-- start --

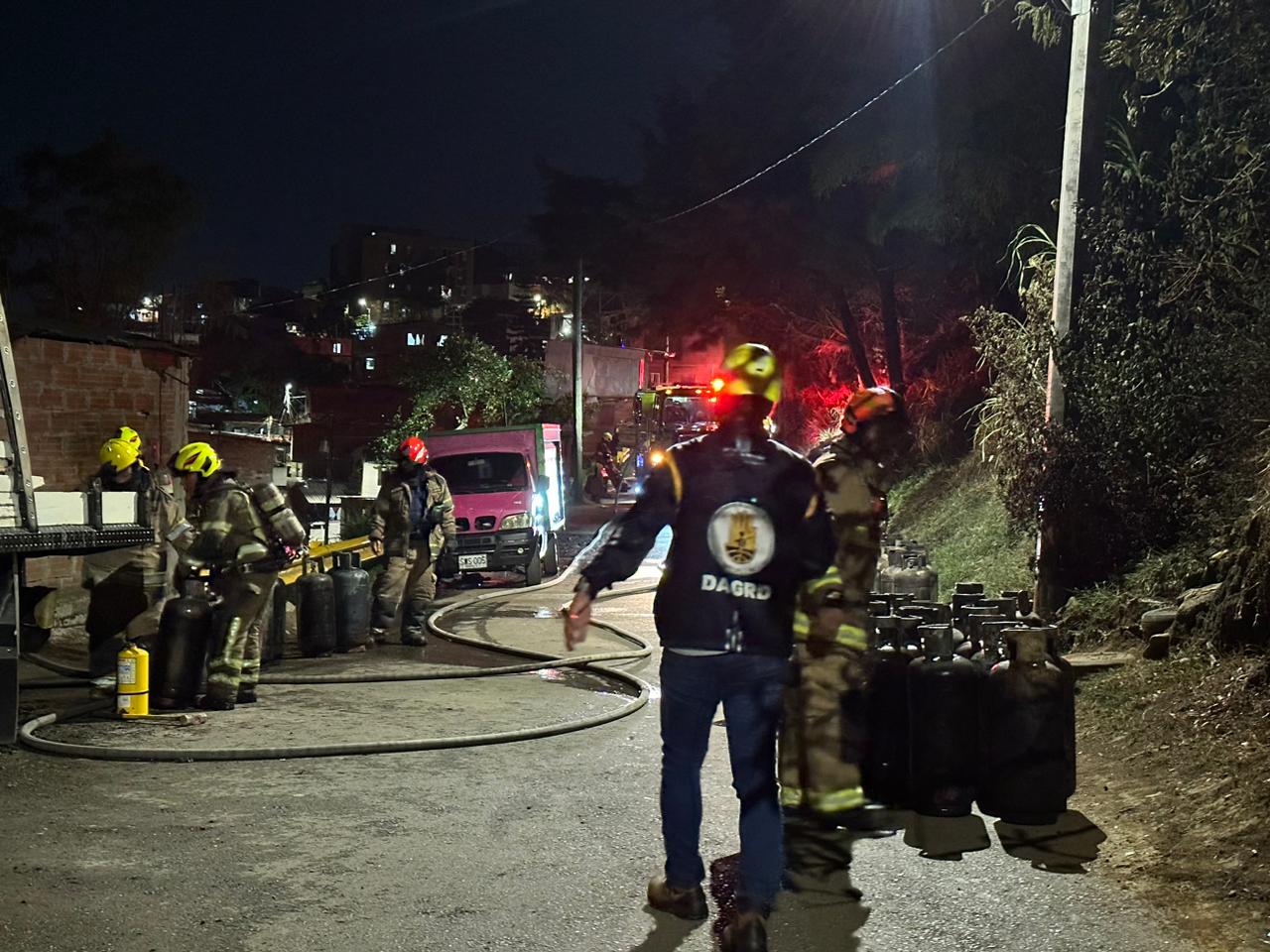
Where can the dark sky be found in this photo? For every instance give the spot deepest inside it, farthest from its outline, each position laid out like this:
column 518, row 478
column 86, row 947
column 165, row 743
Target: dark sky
column 291, row 117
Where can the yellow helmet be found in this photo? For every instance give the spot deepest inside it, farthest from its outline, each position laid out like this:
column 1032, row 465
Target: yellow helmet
column 751, row 370
column 119, row 453
column 128, row 435
column 195, row 457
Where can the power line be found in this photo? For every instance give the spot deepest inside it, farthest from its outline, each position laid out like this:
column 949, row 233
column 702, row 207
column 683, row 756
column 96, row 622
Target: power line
column 835, row 126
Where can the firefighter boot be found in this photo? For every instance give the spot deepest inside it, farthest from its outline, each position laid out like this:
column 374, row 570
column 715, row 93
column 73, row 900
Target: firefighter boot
column 686, row 902
column 748, row 933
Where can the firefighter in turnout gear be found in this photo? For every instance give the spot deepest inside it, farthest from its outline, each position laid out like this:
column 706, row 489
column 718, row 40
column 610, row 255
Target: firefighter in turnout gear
column 822, row 742
column 127, row 585
column 232, row 540
column 749, row 530
column 413, row 524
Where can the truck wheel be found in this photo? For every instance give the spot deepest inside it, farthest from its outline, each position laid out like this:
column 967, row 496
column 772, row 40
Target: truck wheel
column 534, row 570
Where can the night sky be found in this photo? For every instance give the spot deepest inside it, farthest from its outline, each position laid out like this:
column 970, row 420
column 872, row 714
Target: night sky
column 290, row 118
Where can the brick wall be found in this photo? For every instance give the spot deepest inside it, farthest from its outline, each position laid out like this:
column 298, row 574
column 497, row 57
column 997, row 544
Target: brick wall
column 75, row 395
column 250, row 457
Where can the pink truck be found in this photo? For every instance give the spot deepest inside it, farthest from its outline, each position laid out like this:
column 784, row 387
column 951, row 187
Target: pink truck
column 508, row 489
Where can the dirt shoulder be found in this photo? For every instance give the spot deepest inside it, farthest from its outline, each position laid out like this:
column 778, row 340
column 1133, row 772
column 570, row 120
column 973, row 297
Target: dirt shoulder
column 1175, row 767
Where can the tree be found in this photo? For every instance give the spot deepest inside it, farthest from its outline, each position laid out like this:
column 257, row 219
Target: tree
column 465, row 382
column 90, row 230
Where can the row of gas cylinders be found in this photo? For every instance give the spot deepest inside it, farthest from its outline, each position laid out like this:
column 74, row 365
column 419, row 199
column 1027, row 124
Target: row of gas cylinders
column 968, row 703
column 905, row 567
column 333, row 615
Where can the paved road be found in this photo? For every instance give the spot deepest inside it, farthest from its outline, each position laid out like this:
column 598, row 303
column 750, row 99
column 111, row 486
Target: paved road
column 538, row 846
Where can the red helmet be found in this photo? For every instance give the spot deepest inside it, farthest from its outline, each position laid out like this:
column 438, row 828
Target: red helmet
column 412, row 448
column 870, row 404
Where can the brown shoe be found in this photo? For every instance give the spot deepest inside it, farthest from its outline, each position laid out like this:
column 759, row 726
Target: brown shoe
column 686, row 902
column 748, row 933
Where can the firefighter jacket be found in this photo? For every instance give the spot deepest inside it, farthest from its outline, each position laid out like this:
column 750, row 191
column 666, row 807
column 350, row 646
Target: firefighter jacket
column 749, row 529
column 403, row 502
column 230, row 534
column 146, row 563
column 855, row 493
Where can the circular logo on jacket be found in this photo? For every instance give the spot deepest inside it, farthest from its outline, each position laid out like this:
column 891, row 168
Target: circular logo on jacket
column 742, row 538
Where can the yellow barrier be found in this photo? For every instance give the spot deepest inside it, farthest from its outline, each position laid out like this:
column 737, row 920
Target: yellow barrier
column 321, row 553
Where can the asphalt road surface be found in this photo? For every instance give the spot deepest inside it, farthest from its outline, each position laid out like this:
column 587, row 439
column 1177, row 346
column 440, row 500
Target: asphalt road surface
column 545, row 844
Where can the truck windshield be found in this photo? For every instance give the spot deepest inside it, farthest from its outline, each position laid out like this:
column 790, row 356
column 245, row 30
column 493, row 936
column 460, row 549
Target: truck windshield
column 688, row 412
column 483, row 472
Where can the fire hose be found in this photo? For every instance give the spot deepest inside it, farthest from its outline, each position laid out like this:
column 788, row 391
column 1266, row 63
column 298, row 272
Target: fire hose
column 540, row 661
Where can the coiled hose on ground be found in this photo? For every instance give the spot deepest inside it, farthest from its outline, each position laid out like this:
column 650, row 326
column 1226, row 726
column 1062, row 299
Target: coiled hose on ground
column 28, row 733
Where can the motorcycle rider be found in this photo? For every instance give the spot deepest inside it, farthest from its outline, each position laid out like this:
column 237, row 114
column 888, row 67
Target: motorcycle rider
column 822, row 742
column 749, row 530
column 413, row 522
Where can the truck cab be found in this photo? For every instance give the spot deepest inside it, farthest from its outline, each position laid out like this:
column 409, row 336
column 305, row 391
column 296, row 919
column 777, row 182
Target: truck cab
column 508, row 490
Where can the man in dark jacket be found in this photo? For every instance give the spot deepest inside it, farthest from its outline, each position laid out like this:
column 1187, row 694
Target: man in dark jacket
column 413, row 521
column 749, row 529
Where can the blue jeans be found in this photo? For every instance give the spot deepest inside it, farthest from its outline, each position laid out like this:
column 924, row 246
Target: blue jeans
column 749, row 688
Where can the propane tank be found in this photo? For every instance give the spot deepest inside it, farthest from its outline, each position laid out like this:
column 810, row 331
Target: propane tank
column 1029, row 716
column 884, row 771
column 185, row 630
column 352, row 603
column 316, row 615
column 992, row 645
column 132, row 682
column 282, row 521
column 1021, row 597
column 944, row 717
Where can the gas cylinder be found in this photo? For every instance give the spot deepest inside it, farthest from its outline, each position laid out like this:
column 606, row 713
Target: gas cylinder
column 943, row 716
column 1029, row 710
column 185, row 630
column 316, row 615
column 132, row 682
column 352, row 603
column 1021, row 597
column 992, row 647
column 884, row 770
column 282, row 521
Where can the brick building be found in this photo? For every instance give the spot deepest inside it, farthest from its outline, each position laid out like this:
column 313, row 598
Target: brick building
column 76, row 389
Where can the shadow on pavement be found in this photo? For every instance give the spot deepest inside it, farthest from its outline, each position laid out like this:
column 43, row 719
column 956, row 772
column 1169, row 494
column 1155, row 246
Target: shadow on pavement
column 810, row 921
column 1064, row 847
column 947, row 837
column 668, row 932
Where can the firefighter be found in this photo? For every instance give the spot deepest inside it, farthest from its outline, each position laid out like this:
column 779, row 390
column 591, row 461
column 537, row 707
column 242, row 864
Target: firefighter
column 413, row 524
column 231, row 540
column 127, row 585
column 824, row 734
column 749, row 530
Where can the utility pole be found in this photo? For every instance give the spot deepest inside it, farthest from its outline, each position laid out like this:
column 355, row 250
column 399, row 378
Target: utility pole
column 580, row 477
column 1082, row 130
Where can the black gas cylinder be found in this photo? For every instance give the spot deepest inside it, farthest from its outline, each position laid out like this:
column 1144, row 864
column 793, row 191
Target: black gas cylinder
column 352, row 603
column 1029, row 717
column 885, row 765
column 316, row 615
column 181, row 652
column 943, row 716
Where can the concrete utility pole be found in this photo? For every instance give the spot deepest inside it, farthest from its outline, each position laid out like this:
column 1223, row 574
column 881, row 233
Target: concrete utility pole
column 1080, row 128
column 580, row 481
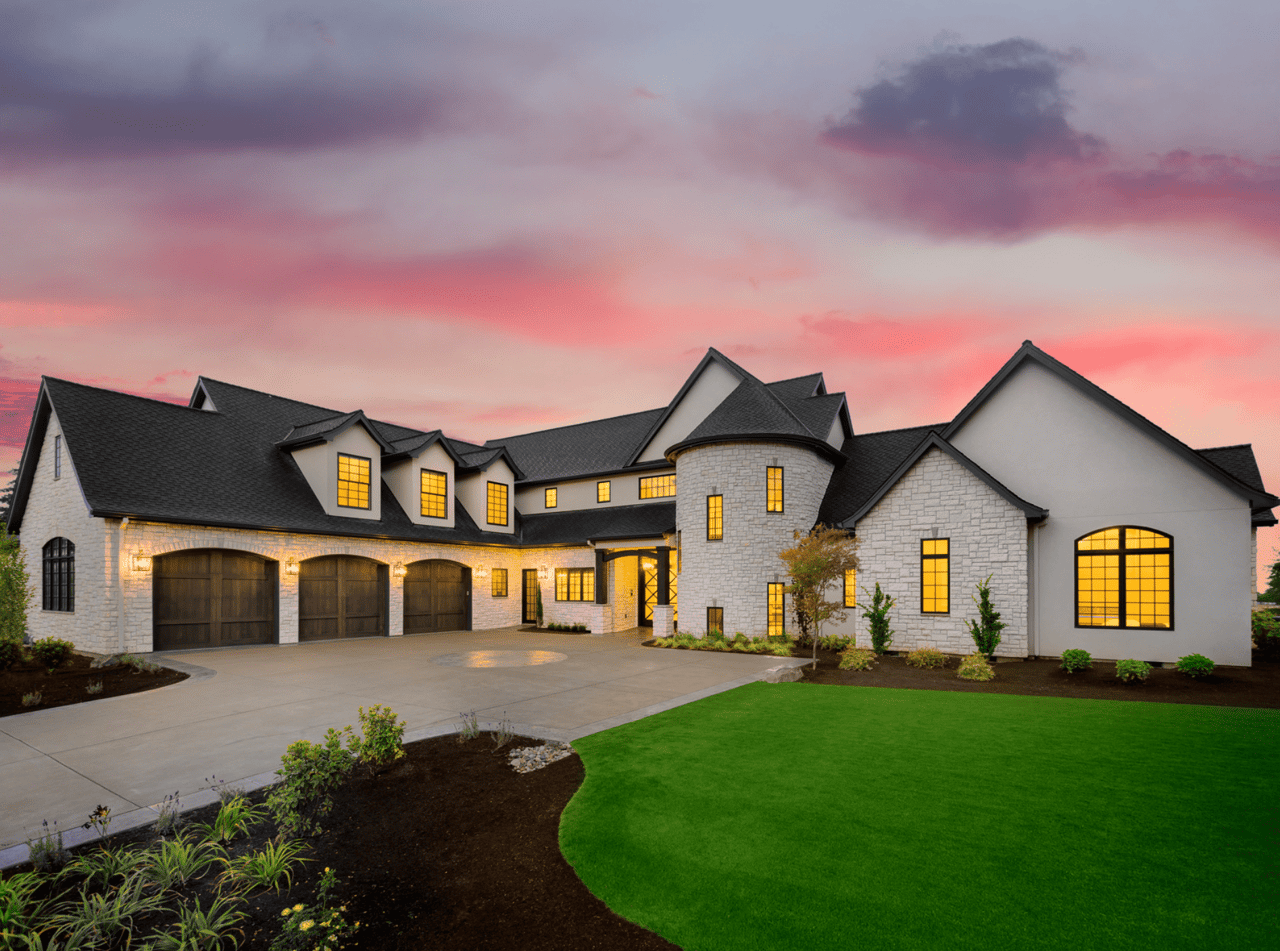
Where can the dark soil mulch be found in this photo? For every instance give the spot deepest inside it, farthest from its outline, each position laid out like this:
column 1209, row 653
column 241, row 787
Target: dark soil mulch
column 68, row 684
column 1226, row 686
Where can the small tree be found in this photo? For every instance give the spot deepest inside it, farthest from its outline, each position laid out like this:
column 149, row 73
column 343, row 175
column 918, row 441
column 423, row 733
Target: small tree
column 817, row 563
column 16, row 589
column 877, row 618
column 986, row 630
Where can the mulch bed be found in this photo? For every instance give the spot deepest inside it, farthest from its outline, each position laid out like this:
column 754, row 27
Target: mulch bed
column 452, row 849
column 69, row 682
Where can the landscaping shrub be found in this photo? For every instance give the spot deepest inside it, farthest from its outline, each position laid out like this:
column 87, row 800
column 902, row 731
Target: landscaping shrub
column 926, row 658
column 1075, row 661
column 382, row 743
column 309, row 772
column 51, row 652
column 1132, row 670
column 976, row 667
column 856, row 658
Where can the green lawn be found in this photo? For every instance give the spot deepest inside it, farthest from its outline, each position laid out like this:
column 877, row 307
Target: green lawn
column 796, row 815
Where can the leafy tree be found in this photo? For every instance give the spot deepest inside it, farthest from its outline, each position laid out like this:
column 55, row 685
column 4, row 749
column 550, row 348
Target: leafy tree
column 816, row 565
column 16, row 589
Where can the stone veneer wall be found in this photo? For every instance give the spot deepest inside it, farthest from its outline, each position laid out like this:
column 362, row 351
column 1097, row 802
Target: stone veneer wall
column 734, row 572
column 940, row 498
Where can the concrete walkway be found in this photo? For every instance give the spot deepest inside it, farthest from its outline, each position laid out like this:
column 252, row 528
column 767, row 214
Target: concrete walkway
column 242, row 707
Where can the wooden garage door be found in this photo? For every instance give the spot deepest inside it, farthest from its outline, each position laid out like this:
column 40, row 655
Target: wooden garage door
column 437, row 597
column 342, row 595
column 210, row 598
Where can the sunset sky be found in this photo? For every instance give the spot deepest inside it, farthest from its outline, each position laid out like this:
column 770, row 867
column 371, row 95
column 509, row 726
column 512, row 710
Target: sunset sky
column 499, row 216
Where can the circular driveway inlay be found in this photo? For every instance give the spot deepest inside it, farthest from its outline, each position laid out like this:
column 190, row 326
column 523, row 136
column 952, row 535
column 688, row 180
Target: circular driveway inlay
column 499, row 658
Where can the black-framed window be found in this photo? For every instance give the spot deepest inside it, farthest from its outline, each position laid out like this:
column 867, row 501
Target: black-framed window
column 714, row 517
column 1124, row 577
column 435, row 494
column 935, row 576
column 657, row 487
column 777, row 617
column 773, row 489
column 575, row 584
column 497, row 503
column 353, row 480
column 59, row 575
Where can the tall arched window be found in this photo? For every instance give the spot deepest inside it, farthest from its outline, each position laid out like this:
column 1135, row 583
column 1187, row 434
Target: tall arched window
column 59, row 575
column 1124, row 577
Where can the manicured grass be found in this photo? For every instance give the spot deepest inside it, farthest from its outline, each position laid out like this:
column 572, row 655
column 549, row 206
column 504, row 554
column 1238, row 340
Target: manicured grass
column 809, row 817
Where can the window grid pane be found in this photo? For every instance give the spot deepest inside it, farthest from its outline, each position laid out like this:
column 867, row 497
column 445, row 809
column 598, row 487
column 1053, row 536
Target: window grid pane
column 352, row 481
column 497, row 503
column 714, row 517
column 434, row 492
column 657, row 487
column 773, row 489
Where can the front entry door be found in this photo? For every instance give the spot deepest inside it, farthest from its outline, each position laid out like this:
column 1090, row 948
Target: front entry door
column 530, row 594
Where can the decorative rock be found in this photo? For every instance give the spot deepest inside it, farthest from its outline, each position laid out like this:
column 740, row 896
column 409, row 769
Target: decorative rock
column 526, row 759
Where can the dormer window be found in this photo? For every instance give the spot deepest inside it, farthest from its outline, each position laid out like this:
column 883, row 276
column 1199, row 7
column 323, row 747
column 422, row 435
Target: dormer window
column 352, row 481
column 435, row 489
column 497, row 503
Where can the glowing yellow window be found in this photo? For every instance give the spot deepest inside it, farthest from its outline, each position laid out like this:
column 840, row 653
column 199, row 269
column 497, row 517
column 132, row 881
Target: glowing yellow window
column 497, row 503
column 714, row 517
column 1134, row 562
column 773, row 489
column 434, row 490
column 935, row 576
column 352, row 481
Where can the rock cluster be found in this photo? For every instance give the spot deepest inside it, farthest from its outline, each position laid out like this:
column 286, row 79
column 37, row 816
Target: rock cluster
column 526, row 759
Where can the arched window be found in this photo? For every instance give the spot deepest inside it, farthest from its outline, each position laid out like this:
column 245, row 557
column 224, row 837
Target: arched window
column 1124, row 577
column 59, row 575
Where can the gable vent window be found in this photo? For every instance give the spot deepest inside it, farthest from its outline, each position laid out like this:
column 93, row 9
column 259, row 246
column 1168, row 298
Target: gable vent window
column 59, row 575
column 935, row 576
column 352, row 481
column 657, row 487
column 435, row 489
column 497, row 503
column 1137, row 563
column 773, row 489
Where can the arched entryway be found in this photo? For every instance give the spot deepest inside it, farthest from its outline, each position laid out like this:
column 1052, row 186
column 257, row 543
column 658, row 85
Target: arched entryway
column 342, row 595
column 437, row 597
column 213, row 598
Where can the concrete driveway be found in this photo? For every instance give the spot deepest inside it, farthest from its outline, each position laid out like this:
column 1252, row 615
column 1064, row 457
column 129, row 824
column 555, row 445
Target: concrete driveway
column 242, row 707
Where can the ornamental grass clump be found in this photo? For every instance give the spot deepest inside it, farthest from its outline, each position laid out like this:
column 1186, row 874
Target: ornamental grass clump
column 976, row 667
column 1130, row 671
column 1194, row 666
column 1075, row 661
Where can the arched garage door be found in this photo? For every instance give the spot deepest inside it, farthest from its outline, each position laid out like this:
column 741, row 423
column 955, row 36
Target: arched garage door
column 341, row 595
column 437, row 597
column 213, row 598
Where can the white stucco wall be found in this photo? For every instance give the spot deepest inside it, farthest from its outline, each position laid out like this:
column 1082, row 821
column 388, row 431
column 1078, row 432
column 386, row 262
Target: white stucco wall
column 940, row 498
column 1057, row 448
column 735, row 572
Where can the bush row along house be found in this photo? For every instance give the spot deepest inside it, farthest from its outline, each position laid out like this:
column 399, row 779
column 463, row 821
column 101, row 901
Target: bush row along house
column 251, row 519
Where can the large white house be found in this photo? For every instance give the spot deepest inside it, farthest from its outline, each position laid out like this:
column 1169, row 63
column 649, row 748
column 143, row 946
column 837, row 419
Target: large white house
column 251, row 519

-- end --

### TASK DESCRIPTION
Only the lines from the one containing "Where can the arched garage" to the end of the records should be repeated, exactly as they appear.

### WRITTEN RESPONSE
Where can the arched garage door be found in this photo? For every instance give the spot deepest inside it, farthest from its outline, each position laid out like this:
column 741, row 423
column 955, row 36
Target: arched garage door
column 341, row 595
column 437, row 597
column 213, row 598
Where can the white stucco wall be found in this photo? For every instance give the spot deepest inside it, farthest from its outline, each position laid out like this:
column 1082, row 821
column 388, row 431
column 1078, row 432
column 386, row 262
Target: white stucco wall
column 940, row 498
column 1057, row 448
column 735, row 572
Where can the bush row along house be found in this photo? For every instance give the spot deepest inside it, farthest from its outline, each position laid out like this:
column 399, row 779
column 463, row 821
column 101, row 901
Target: bush row along house
column 251, row 519
Where can the large white house be found in this photo? For every instance give the spot deepest inside it, farthest from its outline, each position laid out like this:
column 1169, row 63
column 649, row 748
column 143, row 946
column 837, row 419
Target: large white house
column 251, row 519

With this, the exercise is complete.